Objective: Show every line from the entries below that contains the word "wall", copying each line in full.

-- START OF Listed entries --

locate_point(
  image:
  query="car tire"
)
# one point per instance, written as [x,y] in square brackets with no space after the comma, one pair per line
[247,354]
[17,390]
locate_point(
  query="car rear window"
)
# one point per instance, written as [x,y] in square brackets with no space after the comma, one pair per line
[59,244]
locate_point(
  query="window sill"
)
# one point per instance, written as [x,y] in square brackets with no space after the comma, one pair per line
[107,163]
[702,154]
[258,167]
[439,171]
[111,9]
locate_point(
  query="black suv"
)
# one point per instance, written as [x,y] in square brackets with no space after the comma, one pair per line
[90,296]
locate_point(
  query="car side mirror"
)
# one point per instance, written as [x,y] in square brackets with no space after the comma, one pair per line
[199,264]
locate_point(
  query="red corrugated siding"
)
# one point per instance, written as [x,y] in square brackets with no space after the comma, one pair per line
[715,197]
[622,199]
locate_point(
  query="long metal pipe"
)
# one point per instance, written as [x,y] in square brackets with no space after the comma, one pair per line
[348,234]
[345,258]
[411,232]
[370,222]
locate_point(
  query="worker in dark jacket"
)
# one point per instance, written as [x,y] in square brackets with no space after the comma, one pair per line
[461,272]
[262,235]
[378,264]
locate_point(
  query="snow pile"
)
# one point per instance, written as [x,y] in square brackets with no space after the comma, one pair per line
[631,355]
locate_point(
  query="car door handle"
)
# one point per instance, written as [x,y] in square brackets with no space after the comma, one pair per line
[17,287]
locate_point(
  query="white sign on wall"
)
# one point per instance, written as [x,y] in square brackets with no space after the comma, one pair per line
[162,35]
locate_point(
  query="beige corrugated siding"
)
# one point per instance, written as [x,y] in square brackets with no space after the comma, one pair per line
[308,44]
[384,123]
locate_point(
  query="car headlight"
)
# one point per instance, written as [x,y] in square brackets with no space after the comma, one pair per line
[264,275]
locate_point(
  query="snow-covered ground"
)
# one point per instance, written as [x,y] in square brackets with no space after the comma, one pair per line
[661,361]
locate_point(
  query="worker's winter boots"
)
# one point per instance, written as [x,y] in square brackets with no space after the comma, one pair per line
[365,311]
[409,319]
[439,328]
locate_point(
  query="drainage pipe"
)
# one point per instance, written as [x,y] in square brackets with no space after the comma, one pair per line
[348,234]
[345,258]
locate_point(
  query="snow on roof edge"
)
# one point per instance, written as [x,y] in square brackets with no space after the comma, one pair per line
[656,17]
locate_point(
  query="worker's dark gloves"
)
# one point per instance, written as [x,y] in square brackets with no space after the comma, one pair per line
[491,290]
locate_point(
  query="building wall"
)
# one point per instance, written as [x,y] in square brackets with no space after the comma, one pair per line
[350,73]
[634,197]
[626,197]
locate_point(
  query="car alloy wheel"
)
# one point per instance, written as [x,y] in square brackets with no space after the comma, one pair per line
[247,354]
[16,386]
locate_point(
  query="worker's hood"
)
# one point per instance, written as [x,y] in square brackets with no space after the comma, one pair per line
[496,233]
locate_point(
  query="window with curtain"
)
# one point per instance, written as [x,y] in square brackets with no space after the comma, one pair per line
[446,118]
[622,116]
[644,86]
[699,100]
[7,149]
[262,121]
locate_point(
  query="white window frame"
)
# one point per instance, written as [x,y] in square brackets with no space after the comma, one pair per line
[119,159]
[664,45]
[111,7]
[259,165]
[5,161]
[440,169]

-- END OF Listed entries --

Written answer:
  query="white sign on wall"
  query="building wall"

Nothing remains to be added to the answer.